**Seitenauszug:**
———
Der Argus liefert einige Bemerkungen über das Ansehen der Geistlichkeit in Spanien, die besonders bei der Aufmerksamkeit, welche jetzt auf dieses Reich gerichtet, nicht ohne Interesse sind, und diese Darstellung ist um so mehr bemerkungswerth, da sie mit den neuesten Beschreibungen über Spanien sehr genau übereinstimmen. Sie lautet wörtlich so:

Von jeher hat die Geistlichkeit in Spanien in sehr großen Ansehen gestanden. Die Ehrfurcht, welche der Spanier gegen einen Geistlichen hegt, übersteigt beinahe allen Glauben, er betrachtet ihn nicht als einen Menschen, sondern als einen Stellvertreter der Gottheit und als dessen Vertrauten. Was aus dem Munde eines Geistlichen kommt, das hält er durchaus für wahr und gegründet. Mag der Lebenswandel desselben beschaffen sein wie er will, er verehrt ihn dennoch als einen Gesalbten des Herrn.
———
(Gespeicherte Einträge)
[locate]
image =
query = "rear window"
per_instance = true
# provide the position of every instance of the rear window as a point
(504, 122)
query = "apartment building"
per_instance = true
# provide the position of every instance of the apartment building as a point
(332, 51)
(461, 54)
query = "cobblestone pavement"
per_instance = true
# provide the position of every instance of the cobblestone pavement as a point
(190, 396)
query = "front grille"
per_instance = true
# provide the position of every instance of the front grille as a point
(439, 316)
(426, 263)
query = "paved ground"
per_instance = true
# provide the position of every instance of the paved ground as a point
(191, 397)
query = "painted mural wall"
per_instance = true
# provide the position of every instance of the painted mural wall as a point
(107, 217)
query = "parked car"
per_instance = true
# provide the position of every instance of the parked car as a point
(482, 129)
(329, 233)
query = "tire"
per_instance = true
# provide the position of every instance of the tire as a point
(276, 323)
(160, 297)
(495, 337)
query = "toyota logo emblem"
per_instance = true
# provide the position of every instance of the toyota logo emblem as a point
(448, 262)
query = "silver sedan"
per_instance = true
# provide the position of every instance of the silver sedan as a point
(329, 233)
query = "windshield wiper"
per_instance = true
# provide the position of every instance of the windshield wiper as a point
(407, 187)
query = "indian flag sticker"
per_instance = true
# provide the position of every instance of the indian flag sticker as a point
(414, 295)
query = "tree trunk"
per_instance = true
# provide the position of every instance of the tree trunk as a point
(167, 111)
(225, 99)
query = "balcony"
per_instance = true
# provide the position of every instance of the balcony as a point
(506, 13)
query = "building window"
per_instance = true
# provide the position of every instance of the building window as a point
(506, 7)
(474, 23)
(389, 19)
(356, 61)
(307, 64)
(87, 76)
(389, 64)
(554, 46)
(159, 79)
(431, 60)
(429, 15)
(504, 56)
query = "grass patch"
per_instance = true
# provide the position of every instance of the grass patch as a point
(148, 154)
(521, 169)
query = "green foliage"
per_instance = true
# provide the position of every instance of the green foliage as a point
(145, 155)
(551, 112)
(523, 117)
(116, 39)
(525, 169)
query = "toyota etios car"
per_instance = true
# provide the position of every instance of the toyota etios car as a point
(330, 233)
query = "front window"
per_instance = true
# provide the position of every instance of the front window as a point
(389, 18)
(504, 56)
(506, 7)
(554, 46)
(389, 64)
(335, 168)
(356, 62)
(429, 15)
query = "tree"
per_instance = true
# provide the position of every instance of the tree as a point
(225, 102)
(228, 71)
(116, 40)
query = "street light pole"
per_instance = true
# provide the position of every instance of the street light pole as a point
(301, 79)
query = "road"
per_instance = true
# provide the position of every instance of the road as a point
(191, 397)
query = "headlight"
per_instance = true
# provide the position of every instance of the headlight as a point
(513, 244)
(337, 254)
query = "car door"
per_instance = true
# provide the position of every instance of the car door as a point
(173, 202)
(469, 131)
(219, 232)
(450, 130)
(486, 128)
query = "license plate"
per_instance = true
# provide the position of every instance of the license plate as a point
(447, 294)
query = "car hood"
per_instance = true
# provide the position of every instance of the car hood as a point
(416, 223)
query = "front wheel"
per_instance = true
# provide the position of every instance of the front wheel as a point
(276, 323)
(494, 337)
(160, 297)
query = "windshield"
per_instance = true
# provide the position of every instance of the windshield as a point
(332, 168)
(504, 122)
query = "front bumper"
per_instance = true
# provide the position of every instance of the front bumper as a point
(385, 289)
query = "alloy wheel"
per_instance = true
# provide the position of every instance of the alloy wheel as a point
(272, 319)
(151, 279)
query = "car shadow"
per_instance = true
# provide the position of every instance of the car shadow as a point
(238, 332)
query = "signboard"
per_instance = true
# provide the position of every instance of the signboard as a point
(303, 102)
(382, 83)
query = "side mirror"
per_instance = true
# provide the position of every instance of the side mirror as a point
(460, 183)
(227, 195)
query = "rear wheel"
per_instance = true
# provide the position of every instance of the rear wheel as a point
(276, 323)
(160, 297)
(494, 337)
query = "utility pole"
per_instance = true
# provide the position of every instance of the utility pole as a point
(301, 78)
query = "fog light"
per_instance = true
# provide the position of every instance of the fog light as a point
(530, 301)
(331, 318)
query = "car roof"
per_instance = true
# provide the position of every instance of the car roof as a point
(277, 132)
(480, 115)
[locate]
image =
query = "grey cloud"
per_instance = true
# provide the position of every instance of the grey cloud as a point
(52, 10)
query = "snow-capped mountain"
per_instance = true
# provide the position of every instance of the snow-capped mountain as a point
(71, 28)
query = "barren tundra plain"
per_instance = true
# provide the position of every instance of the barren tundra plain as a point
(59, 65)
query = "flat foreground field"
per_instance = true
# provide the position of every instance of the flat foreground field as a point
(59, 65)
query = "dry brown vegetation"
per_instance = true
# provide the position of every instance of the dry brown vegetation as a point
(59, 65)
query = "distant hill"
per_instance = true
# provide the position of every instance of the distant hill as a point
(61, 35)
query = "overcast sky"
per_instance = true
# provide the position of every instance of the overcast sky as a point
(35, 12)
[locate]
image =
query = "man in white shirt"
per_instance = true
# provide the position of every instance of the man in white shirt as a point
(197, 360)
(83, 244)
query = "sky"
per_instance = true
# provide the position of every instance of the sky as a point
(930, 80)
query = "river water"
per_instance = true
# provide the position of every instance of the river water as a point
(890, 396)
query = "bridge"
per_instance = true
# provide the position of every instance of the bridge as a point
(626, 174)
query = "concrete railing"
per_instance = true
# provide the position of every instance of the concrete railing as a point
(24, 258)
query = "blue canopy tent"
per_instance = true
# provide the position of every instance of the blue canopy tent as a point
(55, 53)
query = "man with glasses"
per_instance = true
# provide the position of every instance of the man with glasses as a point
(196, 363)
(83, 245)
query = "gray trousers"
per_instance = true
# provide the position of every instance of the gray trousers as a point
———
**Aufgabe:**
Prüfe bitte, ob diese Aussagen zum Auszug über die Geistlichkeit in Spanien zutreffen, und antworte jeweils mit Ja oder Nein samt den ausschlaggebenden Worten des Auszugs als wörtlichem Zitat.
1. Der Spanier hält alles, was ein Geistlicher sagt, für wahr.
2. Ob der Spanier einen Geistlichen verehrt, hängt von dessen Lebenswandel ab.
3. Der Spanier sieht im Geistlichen einen gewöhnlichen Menschen.

**Lösung:**
1. Ja: „Was aus dem Munde eines Geistlichen kommt, das hält er durchaus für wahr und gegründet.“
2. Nein: „Mag der Lebenswandel desselben beschaffen sein wie er will, er verehrt ihn dennoch als einen Gesalbten des Herrn.“
3. Nein: „er betrachtet ihn nicht als einen Menschen, sondern als einen Stellvertreter der Gottheit und als dessen Vertrauten.“